* EXERCISE INPUTS
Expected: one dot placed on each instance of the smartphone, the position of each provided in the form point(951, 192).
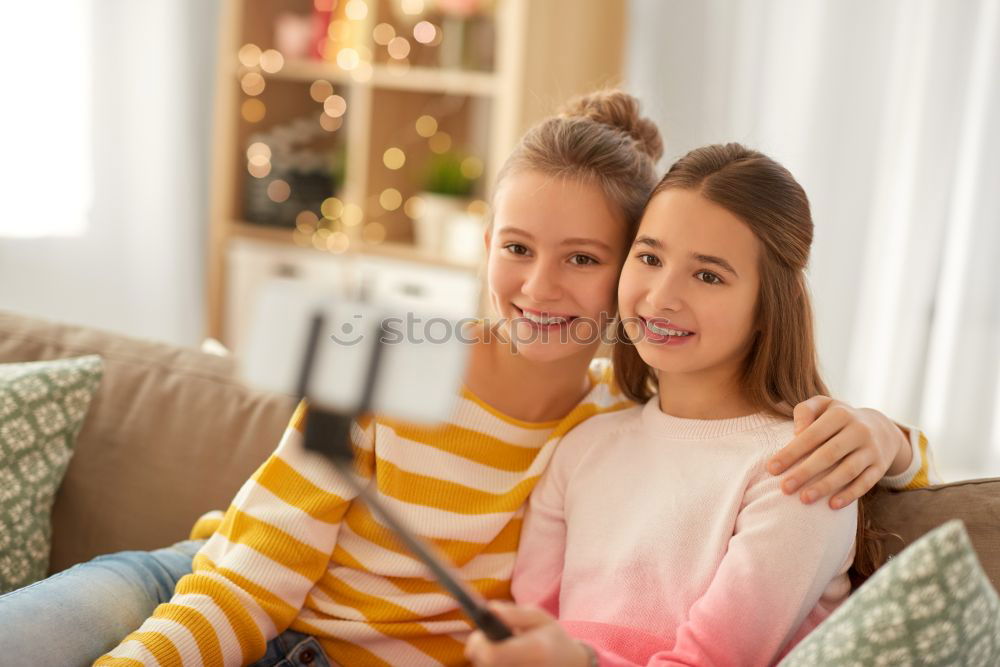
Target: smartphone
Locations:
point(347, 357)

==

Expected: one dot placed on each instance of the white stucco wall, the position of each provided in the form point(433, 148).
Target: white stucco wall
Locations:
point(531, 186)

* PROBLEM STATEMENT
Duplicate the material word for word, from the line containing "Expected: one dot placed on each instance of the white" up to and including the line containing "point(531, 186)".

* FULL ANSWER
Expected: one dot placed on each instance of the white stucco wall, the position of each provided in the form point(433, 148).
Target: white stucco wall
Locations:
point(531, 186)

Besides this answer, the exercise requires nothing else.